------ RECORDS SHOWN

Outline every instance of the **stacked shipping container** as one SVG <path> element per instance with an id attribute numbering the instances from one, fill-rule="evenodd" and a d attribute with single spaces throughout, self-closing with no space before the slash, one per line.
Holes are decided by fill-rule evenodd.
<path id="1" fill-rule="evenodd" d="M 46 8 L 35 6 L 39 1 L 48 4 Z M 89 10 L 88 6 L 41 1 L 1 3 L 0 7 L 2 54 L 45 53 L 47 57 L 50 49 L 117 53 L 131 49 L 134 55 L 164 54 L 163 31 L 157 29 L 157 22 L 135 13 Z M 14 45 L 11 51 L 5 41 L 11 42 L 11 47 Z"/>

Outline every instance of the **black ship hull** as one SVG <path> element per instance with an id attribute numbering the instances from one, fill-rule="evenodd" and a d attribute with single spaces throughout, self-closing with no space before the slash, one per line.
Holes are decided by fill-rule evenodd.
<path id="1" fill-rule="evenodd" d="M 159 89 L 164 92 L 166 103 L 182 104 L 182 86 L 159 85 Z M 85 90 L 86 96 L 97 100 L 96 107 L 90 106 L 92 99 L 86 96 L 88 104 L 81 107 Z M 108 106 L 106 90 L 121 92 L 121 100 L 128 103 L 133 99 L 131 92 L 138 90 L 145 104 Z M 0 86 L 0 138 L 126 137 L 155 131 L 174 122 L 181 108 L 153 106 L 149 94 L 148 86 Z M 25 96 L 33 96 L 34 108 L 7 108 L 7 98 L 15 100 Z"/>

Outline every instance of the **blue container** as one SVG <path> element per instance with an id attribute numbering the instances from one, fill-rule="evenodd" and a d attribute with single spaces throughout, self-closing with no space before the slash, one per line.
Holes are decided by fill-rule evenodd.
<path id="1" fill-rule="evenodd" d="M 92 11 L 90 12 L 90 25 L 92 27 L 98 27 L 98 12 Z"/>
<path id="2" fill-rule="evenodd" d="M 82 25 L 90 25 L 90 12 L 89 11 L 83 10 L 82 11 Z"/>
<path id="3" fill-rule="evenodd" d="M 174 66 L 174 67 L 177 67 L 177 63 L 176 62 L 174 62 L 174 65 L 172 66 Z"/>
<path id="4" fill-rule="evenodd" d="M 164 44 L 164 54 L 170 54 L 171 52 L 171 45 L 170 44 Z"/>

------------

PROBLEM |
Please format all the lines above as a JSON list of strings, one string per line, leaving out the blank lines.

REPLY TO THE TASK |
[
  "Outline every instance of the **stacked shipping container** as one SVG <path> element per instance with an id attribute numbering the instances from one, fill-rule=\"evenodd\" and a d attribute with single spaces throughout, self-closing with no space before the slash, one per line.",
  "Holes are decided by fill-rule evenodd.",
  "<path id=\"1\" fill-rule=\"evenodd\" d=\"M 46 8 L 35 6 L 39 1 L 48 4 Z M 89 10 L 88 6 L 41 1 L 1 3 L 0 7 L 2 54 L 45 53 L 47 57 L 50 49 L 117 53 L 131 49 L 134 55 L 164 54 L 163 31 L 157 29 L 157 22 L 135 13 Z M 14 45 L 11 51 L 5 41 L 11 42 L 11 47 Z\"/>",
  "Outline every instance of the **black ship hull** as one SVG <path> element per instance with an id attribute numbering the instances from one, fill-rule=\"evenodd\" and a d attribute with single spaces throughout, self-closing with no space before the slash, one per line.",
  "Holes are decided by fill-rule evenodd.",
  "<path id=\"1\" fill-rule=\"evenodd\" d=\"M 159 89 L 164 92 L 166 103 L 182 104 L 182 86 L 159 85 Z M 85 90 L 86 96 L 97 100 L 96 107 L 90 106 L 92 99 L 86 96 L 88 104 L 81 107 Z M 108 106 L 106 90 L 121 92 L 121 100 L 128 103 L 133 99 L 131 92 L 138 90 L 145 104 Z M 0 86 L 0 138 L 126 137 L 155 131 L 174 122 L 181 108 L 153 106 L 149 94 L 148 86 Z M 25 96 L 33 96 L 34 108 L 7 108 L 7 98 L 15 100 Z\"/>",
  "Outline every instance of the **blue container** as one SVG <path> element per instance with an id attribute numbering the instances from one, fill-rule=\"evenodd\" and a d attribute with single spaces throughout, self-closing with no space before the slash, one per line.",
  "Holes are decided by fill-rule evenodd.",
  "<path id=\"1\" fill-rule=\"evenodd\" d=\"M 92 11 L 90 12 L 90 25 L 92 27 L 98 27 L 98 12 Z\"/>",
  "<path id=\"2\" fill-rule=\"evenodd\" d=\"M 82 25 L 90 25 L 90 12 L 89 11 L 83 10 L 82 11 Z\"/>",
  "<path id=\"3\" fill-rule=\"evenodd\" d=\"M 174 66 L 174 67 L 177 67 L 177 63 L 176 62 L 174 62 L 174 65 L 172 66 Z\"/>",
  "<path id=\"4\" fill-rule=\"evenodd\" d=\"M 164 44 L 164 54 L 170 54 L 171 52 L 171 45 L 170 44 Z\"/>"
]